Start of Extracted material
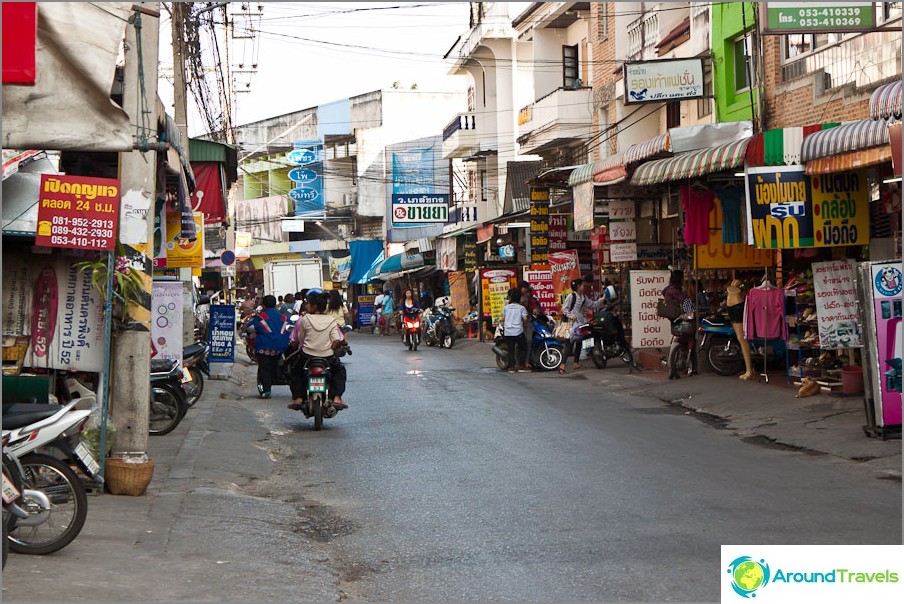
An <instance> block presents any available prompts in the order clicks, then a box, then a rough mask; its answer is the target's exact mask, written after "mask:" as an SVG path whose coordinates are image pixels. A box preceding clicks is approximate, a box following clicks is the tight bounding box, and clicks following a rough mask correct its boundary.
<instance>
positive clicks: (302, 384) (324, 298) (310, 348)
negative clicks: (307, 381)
mask: <svg viewBox="0 0 904 604" xmlns="http://www.w3.org/2000/svg"><path fill="white" fill-rule="evenodd" d="M305 300H306V305H307V313H306V314H304V315H302V316H301V317H299V318H298V320H297V321H296V322H295V328H294V329H293V330H292V334H291V336H290V337H289V340H290V342H291V343H292V344H294V345H297V346H298V347H299V348H300V350H299V352H298V355H297V356H298V357H299V358H298V359H297V360H296V361H295V362H294V363H293V365H292V369H291V374H290V382H291V383H290V384H289V388H290V389H291V390H292V402H291V403H289V404H288V407H289V409H293V410H295V411H300V410H301V408H302V404H303V403H304V399H305V395H306V394H307V384H306V383H305V374H304V365H305V363H306V362H307V360H308V359H310V358H311V357H318V358H326V359H329V367H330V376H329V382H330V393H331V394H332V395H333V406H334V407H336V409H348V405H347V404H346V403H345V401H343V400H342V395H343V394H345V380H346V372H345V365H343V364H342V362H341V361H340V360H339V357H337V356H335V354H334V353H335V351H336V349H337V348H339V347H340V346H341V345H342V342H343V337H342V334H341V332H340V330H339V325H338V324H337V323H336V319H334V318H333V317H331V316H330V315H328V314H325V313H326V305H327V298H326V296H325V295H324V294H323V292H322V291H320V290H318V289H312V290H309V291H308V292H307V296H306V299H305Z"/></svg>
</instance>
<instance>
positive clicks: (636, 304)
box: [629, 271, 672, 348]
mask: <svg viewBox="0 0 904 604" xmlns="http://www.w3.org/2000/svg"><path fill="white" fill-rule="evenodd" d="M629 281H630V283H631V288H630V289H631V345H632V346H633V347H634V348H665V347H667V346H668V345H669V343H670V342H671V340H672V336H671V332H670V330H671V325H670V323H669V320H668V319H666V318H663V317H660V316H659V315H658V314H656V307H657V305H658V304H659V299H660V298H661V297H662V290H664V289H665V288H666V286H667V285H668V283H669V271H631V273H630V277H629Z"/></svg>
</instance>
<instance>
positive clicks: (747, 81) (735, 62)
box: [734, 34, 753, 92]
mask: <svg viewBox="0 0 904 604" xmlns="http://www.w3.org/2000/svg"><path fill="white" fill-rule="evenodd" d="M752 54H753V52H752V38H751V36H750V34H747V35H745V36H744V37H742V38H738V39H737V40H735V42H734V68H735V73H734V82H735V92H741V91H743V90H747V89H748V88H750V82H751V77H750V74H751V55H752Z"/></svg>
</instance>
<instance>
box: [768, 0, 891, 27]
mask: <svg viewBox="0 0 904 604" xmlns="http://www.w3.org/2000/svg"><path fill="white" fill-rule="evenodd" d="M760 19H761V22H762V23H763V24H764V27H763V33H764V34H790V33H807V34H815V33H845V32H853V31H868V30H872V29H874V28H875V27H876V9H875V3H873V2H837V3H836V2H819V1H817V2H763V3H762V4H760Z"/></svg>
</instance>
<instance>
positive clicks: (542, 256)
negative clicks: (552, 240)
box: [530, 187, 549, 264]
mask: <svg viewBox="0 0 904 604" xmlns="http://www.w3.org/2000/svg"><path fill="white" fill-rule="evenodd" d="M547 256H549V189H544V188H535V187H532V188H531V190H530V263H531V264H546V261H547Z"/></svg>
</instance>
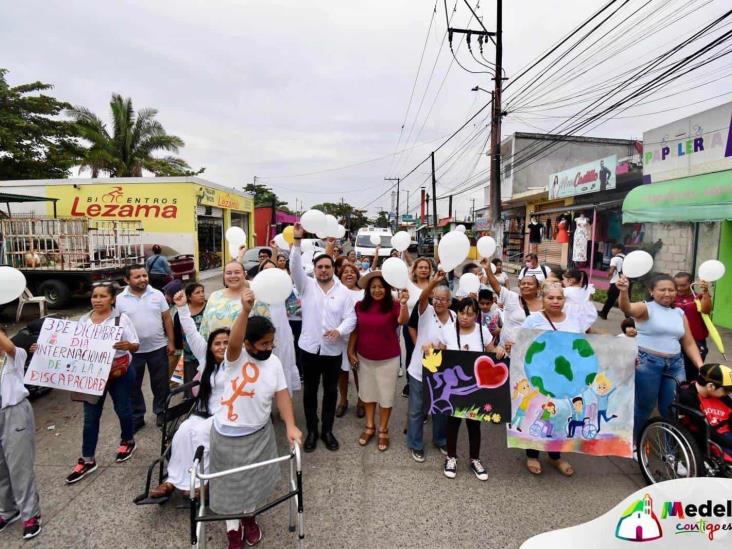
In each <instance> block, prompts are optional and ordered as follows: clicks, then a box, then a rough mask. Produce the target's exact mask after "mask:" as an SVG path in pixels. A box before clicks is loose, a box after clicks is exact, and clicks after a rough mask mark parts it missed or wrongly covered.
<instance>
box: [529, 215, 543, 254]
mask: <svg viewBox="0 0 732 549" xmlns="http://www.w3.org/2000/svg"><path fill="white" fill-rule="evenodd" d="M528 232H529V252H530V253H536V252H537V251H538V250H539V244H541V224H540V223H539V222H538V221H537V220H536V217H532V218H531V221H530V222H529V226H528Z"/></svg>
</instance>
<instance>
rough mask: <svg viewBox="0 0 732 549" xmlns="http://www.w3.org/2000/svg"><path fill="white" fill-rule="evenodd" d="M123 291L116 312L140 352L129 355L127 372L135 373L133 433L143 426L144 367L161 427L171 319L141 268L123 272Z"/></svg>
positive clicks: (133, 399) (167, 312) (143, 400)
mask: <svg viewBox="0 0 732 549" xmlns="http://www.w3.org/2000/svg"><path fill="white" fill-rule="evenodd" d="M125 282H126V283H127V287H126V288H125V289H124V290H123V291H122V293H120V294H119V296H117V303H116V309H117V310H118V311H120V312H123V313H126V314H127V316H129V317H130V319H131V320H132V323H133V324H134V325H135V330H136V331H137V335H138V337H139V339H140V348H139V349H138V350H137V352H136V353H134V354H133V355H132V361H131V363H130V368H134V369H135V373H136V374H137V380H136V383H135V386H134V387H133V389H132V408H133V414H134V418H135V431H137V430H139V429H140V428H142V427H143V426H144V425H145V412H146V407H145V397H144V396H143V394H142V381H143V379H144V378H145V365H146V364H147V367H148V369H149V370H150V388H151V389H152V392H153V412H155V414H156V415H157V424H158V426H161V425H162V421H163V416H162V413H163V411H164V410H165V399H166V398H168V393H169V392H170V385H169V382H168V379H169V377H170V376H169V374H168V355H172V354H173V353H175V339H174V335H173V318H172V317H171V315H170V310H169V307H168V302H167V301H166V300H165V296H164V295H163V294H162V292H160V291H159V290H156V289H155V288H153V287H152V286H150V284H149V281H148V275H147V270H146V269H145V266H144V265H129V266H128V267H126V268H125Z"/></svg>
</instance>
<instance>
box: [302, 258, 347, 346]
mask: <svg viewBox="0 0 732 549" xmlns="http://www.w3.org/2000/svg"><path fill="white" fill-rule="evenodd" d="M291 255H292V257H291V258H290V270H291V271H292V279H293V280H294V281H295V286H296V287H297V291H298V292H299V293H300V300H301V302H302V333H301V334H300V341H299V346H300V348H301V349H302V350H303V351H306V352H308V353H312V354H321V355H325V356H338V355H340V354H342V353H343V350H344V339H345V340H346V341H347V340H348V335H349V334H350V333H351V332H352V331H353V330H354V328H355V327H356V310H355V308H354V306H355V302H354V298H353V292H351V291H350V290H349V289H348V288H346V287H345V286H344V285H343V284H341V283H340V281H339V280H338V279H337V278H334V279H333V286H332V287H331V288H330V289H329V290H328V291H327V292H324V291H323V290H322V288H321V287H320V284H318V282H317V281H316V280H314V279H312V278H310V277H309V276H307V275H306V274H305V271H304V270H303V267H302V254H301V252H300V246H299V245H296V246H293V247H292V254H291ZM330 330H338V332H339V333H340V334H341V337H339V338H336V339H333V340H330V339H326V338H324V337H323V334H324V333H325V332H328V331H330Z"/></svg>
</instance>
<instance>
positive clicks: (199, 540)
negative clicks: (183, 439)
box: [190, 443, 305, 549]
mask: <svg viewBox="0 0 732 549" xmlns="http://www.w3.org/2000/svg"><path fill="white" fill-rule="evenodd" d="M284 461H289V462H290V480H289V488H290V490H289V492H287V493H286V494H284V495H282V496H280V497H278V498H277V499H275V500H274V501H271V502H269V503H267V504H266V505H264V506H262V507H260V508H258V509H256V510H255V511H254V512H252V513H246V514H238V515H237V514H233V515H219V514H216V513H212V512H210V511H209V512H207V511H206V496H207V491H208V490H204V489H203V484H204V481H208V480H211V479H214V478H221V477H225V476H228V475H233V474H237V473H242V472H244V471H251V470H253V469H257V468H259V467H265V466H268V465H273V464H275V463H280V462H284ZM190 472H191V484H190V485H191V486H195V485H196V479H198V480H199V481H201V487H202V489H201V490H200V497H199V499H198V500H196V499H195V494H194V492H195V491H194V490H191V493H190V522H191V547H194V548H201V549H205V548H206V523H207V522H214V521H222V520H240V519H243V518H245V517H250V516H256V515H259V514H261V513H264V512H265V511H269V510H270V509H272V508H273V507H275V506H277V505H279V504H280V503H284V502H285V501H287V500H288V499H289V500H290V525H289V531H290V532H294V531H295V529H296V528H297V537H298V547H299V548H300V549H303V548H304V547H305V523H304V518H303V504H302V454H301V451H300V446H299V445H298V444H297V443H296V444H294V445H293V446H292V448H291V449H290V453H289V454H287V455H284V456H280V457H277V458H274V459H270V460H267V461H262V462H259V463H252V464H250V465H243V466H241V467H236V468H234V469H228V470H226V471H220V472H218V473H204V472H203V446H199V447H198V448H197V449H196V454H195V457H194V459H193V467H191V471H190ZM196 505H198V509H196ZM296 513H297V519H296V517H295V514H296ZM296 523H297V525H296Z"/></svg>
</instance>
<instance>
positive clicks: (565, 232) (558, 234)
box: [557, 214, 569, 244]
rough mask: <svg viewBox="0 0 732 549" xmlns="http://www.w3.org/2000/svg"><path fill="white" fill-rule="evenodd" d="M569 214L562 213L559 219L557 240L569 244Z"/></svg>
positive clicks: (557, 222) (557, 232) (563, 243)
mask: <svg viewBox="0 0 732 549" xmlns="http://www.w3.org/2000/svg"><path fill="white" fill-rule="evenodd" d="M568 218H569V216H568V215H565V214H562V215H561V216H560V217H559V220H558V221H557V242H559V243H560V244H567V243H568V242H569V230H568V229H569V221H568Z"/></svg>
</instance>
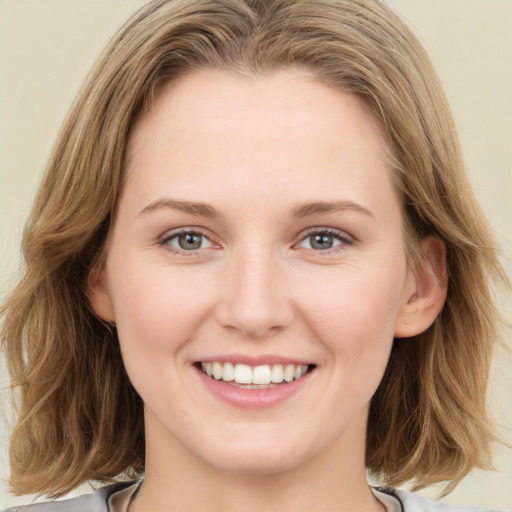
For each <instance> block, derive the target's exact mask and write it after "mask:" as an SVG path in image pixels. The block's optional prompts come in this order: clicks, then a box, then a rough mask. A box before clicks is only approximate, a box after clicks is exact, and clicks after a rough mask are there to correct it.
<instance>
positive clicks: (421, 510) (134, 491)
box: [1, 482, 512, 512]
mask: <svg viewBox="0 0 512 512" xmlns="http://www.w3.org/2000/svg"><path fill="white" fill-rule="evenodd" d="M137 487H138V484H134V483H133V482H123V483H117V484H113V485H108V486H105V487H101V488H100V489H98V490H97V491H95V492H94V493H91V494H84V495H82V496H78V497H77V498H70V499H67V500H62V501H51V502H48V503H35V504H32V505H22V506H17V507H13V508H8V509H5V510H3V511H1V512H123V508H124V507H123V506H122V505H121V504H123V503H126V501H127V500H129V497H130V496H131V494H132V493H133V492H135V490H136V489H137ZM373 492H374V494H375V496H376V497H377V499H379V501H381V502H382V503H383V505H385V506H386V509H387V510H388V512H499V511H497V510H493V509H490V508H476V507H461V506H457V505H449V504H447V503H441V502H436V501H431V500H428V499H427V498H424V497H423V496H420V495H418V494H414V493H409V492H406V491H402V490H395V489H390V488H378V489H373ZM120 509H121V510H120ZM505 512H512V510H509V511H505Z"/></svg>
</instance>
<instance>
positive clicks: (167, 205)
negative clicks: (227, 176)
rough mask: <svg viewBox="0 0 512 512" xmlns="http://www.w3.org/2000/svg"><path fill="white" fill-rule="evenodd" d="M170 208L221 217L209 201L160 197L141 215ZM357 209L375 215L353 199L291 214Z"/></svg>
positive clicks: (309, 205) (309, 209)
mask: <svg viewBox="0 0 512 512" xmlns="http://www.w3.org/2000/svg"><path fill="white" fill-rule="evenodd" d="M161 209H170V210H176V211H179V212H183V213H187V214H189V215H194V216H197V217H207V218H211V219H214V218H217V217H220V214H219V212H218V211H217V210H216V209H215V208H214V207H213V206H210V205H209V204H207V203H203V202H193V201H179V200H176V199H169V198H164V199H158V200H156V201H153V202H152V203H150V204H148V205H147V206H146V207H144V208H143V209H142V210H141V212H140V214H139V215H142V214H145V213H148V212H152V211H155V210H161ZM347 210H349V211H355V212H359V213H362V214H364V215H368V216H370V217H373V216H374V215H373V213H372V212H371V211H370V210H368V209H367V208H365V207H364V206H362V205H360V204H358V203H354V202H353V201H314V202H309V203H302V204H299V205H297V206H295V207H294V208H293V209H292V211H291V214H290V216H291V217H296V218H304V217H309V216H311V215H318V214H321V213H331V212H338V211H347Z"/></svg>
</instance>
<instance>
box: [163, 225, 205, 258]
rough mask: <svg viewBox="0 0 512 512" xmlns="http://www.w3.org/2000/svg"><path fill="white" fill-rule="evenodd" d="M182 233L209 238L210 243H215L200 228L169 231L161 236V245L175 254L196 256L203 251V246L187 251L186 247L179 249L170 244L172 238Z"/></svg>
mask: <svg viewBox="0 0 512 512" xmlns="http://www.w3.org/2000/svg"><path fill="white" fill-rule="evenodd" d="M181 235H195V236H200V237H202V238H204V239H206V240H208V242H209V243H210V244H212V245H214V243H213V242H212V241H211V240H210V238H209V237H208V236H207V235H206V234H205V233H204V232H203V231H202V230H201V229H199V228H190V229H180V230H179V231H174V232H172V233H169V232H167V233H166V234H165V235H164V236H163V237H162V238H160V240H159V241H158V244H159V245H161V246H162V247H163V248H164V249H165V250H166V251H169V252H172V253H173V254H186V255H187V256H194V255H197V254H199V253H200V252H201V250H202V248H199V249H195V250H190V251H187V250H185V249H179V248H177V247H173V246H172V245H170V242H171V240H173V239H177V238H178V237H180V236H181Z"/></svg>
End of Extracted material
Pick out every line of the material above that contains the word "negative", and copy each one in full.

negative clicks: (307, 381)
negative clicks: (552, 240)
negative clicks: (183, 439)
negative clicks: (227, 176)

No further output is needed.